# Tubes Vs Flatbands



## builderofstuff (Feb 14, 2011)

First off I'm not trying to start any kind of flatbands vs tubes war here, I'm just curious about other shooters experience with longevity of tubes vs flatbands. I've been making flatbands from latex, and albeit I'll admit that it's not the highest quality of latex, but it seems like I wear out my flatbands pretty quick. I was just curious if others have found that flatbands wear out quicker than tubes.

Chris


----------



## NaturalFork (Jan 21, 2010)

Tubes do tend to last longer than flats. But flats are also much cheaper. If you want the flats to last a little longer you could try cutting them un-tapered.


----------



## Northerner (Nov 9, 2010)

I'm doing a shot count on some mild shooting TheraGold flatbands. They are cut to *3/4" x 8 5/8"* (straight cut). I'm using 3/8" steel and 5/16" steel for ammo. Velocity was clocked at 178fps and 187fps respectively. My draw length is around 30". My count is currently at 985 shots with no breakage yet.

A while ago I did a shot count with 1/16" gum rubber flatbands (3/4" x 1/2" x 9 1/4"). If I remember correctly, I got around 1300 shots before breakage.

Cheers,
Northerner


----------



## Bill Hays (Aug 9, 2010)

I have a bandset made from 1745 looped, but tied slightly different on one of my SEAL variants that has shot more than 5000 rounds of 3/8" and 7/16" steel with a little lead ammo mixed in every now and then... This set is cut a little longer and is drawn to my normal 44" pull, it shoots a 3/8" steel ball at almost exactly 250 fps at this draw length.

My 0.04 latex bands, straight cut 1" X 9" when pulled to 44" fire the 3/8" steel balls at about 300 fps... but they only last about 300 shots.
# # # # #
**Work instructions:**
1/ In the tubes vs flatbands thread, roughly how many shots did the 0.04 latex bands, straight cut 1" X 9", last?
2/ Turn the paragraph in the tubes vs flatbands thread beginning "I'm doing a shot count on some mild shooting TheraGold flatbands" into a short bulleted list, keeping its main facts.

**Given information:**
# # # # #
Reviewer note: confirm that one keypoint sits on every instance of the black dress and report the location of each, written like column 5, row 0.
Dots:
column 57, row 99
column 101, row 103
# # # # #
**List of solutions:**
1/ About 300 shots.

2/
- Bands: mild-shooting TheraGold flatbands, straight cut to 3/4" x 8 5/8"
- Ammo: 3/8" and 5/16" steel
- Velocity: 178 fps (3/8") and 187 fps (5/16")
- Draw length: around 30"
- Shot count so far: 985, with no breakage yet